● **Document passage**

━━━

Parliament and Politics: Lawson attacks role of Lamont in sterling crisis
THE Prime Minister's defence of Norman Lamont, the Chancellor of the Exchequer, for his 'brilliant' handling of the Black Wednesday sterling crisis, was undermined by Nigel Lawson, a former Tory Chancellor, yesterday.
With an unprecedented war of words being fought in the national press, this week's Conservative Party conference in Brighton threatens to give a platform to the most outspoken protagonists for and against closer European Community integration.
In an extract from his forthcoming autobiography, published in the Sunday Telegraph, Lord Lawson hinted that British incompetence, as well Bundesbank ineptitude, were contributory factors to the withdrawal of sterling from the exchange rate mechanism.
'Last month's traumatic events leading to 'Black Wednesday' and sterling's departure from the exchange rate mechanism, less than two years after it had joined, reflected credit on no one,' he wrote. 'Not on the UK authorities, who demonstrated all too clearly that they were still wearing their ERM 'L' plates; not on the German government, which so mishandled the consequences of German unification that the Bundesbank was obliged to take extreme and destabilising corrective action.

━━━

[Pointing dataset excerpts]
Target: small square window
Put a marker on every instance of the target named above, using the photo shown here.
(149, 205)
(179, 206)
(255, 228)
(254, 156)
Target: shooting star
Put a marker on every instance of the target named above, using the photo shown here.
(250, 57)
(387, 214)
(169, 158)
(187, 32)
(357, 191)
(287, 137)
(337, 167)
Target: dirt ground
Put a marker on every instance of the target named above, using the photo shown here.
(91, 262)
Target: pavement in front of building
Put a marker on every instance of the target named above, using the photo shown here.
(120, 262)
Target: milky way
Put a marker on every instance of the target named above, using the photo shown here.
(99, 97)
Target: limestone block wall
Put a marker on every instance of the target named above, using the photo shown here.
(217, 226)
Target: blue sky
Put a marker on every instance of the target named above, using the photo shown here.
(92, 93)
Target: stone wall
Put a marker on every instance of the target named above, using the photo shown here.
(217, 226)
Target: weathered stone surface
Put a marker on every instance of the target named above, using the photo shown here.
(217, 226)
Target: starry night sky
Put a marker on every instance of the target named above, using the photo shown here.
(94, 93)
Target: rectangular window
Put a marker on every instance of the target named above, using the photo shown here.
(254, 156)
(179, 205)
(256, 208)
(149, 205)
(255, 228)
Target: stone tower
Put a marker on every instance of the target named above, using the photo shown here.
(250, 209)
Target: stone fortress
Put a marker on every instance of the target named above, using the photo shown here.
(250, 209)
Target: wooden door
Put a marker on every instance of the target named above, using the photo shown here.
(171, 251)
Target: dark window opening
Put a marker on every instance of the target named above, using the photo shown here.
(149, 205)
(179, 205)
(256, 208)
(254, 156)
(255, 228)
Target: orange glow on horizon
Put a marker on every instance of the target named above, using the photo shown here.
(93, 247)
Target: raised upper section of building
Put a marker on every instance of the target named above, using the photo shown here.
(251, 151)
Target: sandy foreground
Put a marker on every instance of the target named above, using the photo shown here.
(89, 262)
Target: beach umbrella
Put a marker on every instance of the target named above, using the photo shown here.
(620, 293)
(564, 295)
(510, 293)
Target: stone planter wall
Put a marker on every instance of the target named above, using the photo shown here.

━━━

● **Challenges**
a – In the article on Lawson and the sterling crisis, where was the extract from Lord Lawson's forthcoming autobiography published?
b – Continue the article on Lawson and the sterling crisis from where it stops.
The rows come from a separate source.

● **Answers given**
a – In the Sunday Telegraph.

b –
'Not on the Bundesbank, which was guilty not only of irresponsible talk but of a damaging reluctance to fulfil its intervention obligations.' Lord Lawson also blamed European federalists for undermining the credibility of the ERM, but he added: 'Whatever the merits of a floating pound, there is no merit in a sinking pound.'
But in spite of the former Chancellor's sideswipe against the British 'authorities', John Major repeated yesterday that Mr Lamont was not to blame for the crisis. In the Sunday Express, Mr Major defended his Chancellor against those calling for his resignation, saying: 'I do not think the strategic judgements that Norman Lamont made were wrong.
'The events that changed policy were not foreseen by anyone. They could not have been foreseen, they could not have been withstood . . . Norman Lamont handled the situation in a classic way - he handled it in exactly the same way any other Chancellor in this or any other government would have done. There was nothing else he could have done,' he said. Asked whether he had been disappointed with the response of the German government, he said: 'There has been no problem with the German government.'
But the Lawson memoirs, A View from Number 11, to be published next month, have created more controversy among the old guard in the Tory Party hierarchy.
In a section of the book published in Saturday's Daily Telegraph, Lord Lawson said that Norman Tebbit had in 1985 joined forces with other senior ministers in an early attempt to get Margaret Thatcher to put sterling into the ERM.
But Lord Tebbit said on Saturday that he had never advocated ERM membership.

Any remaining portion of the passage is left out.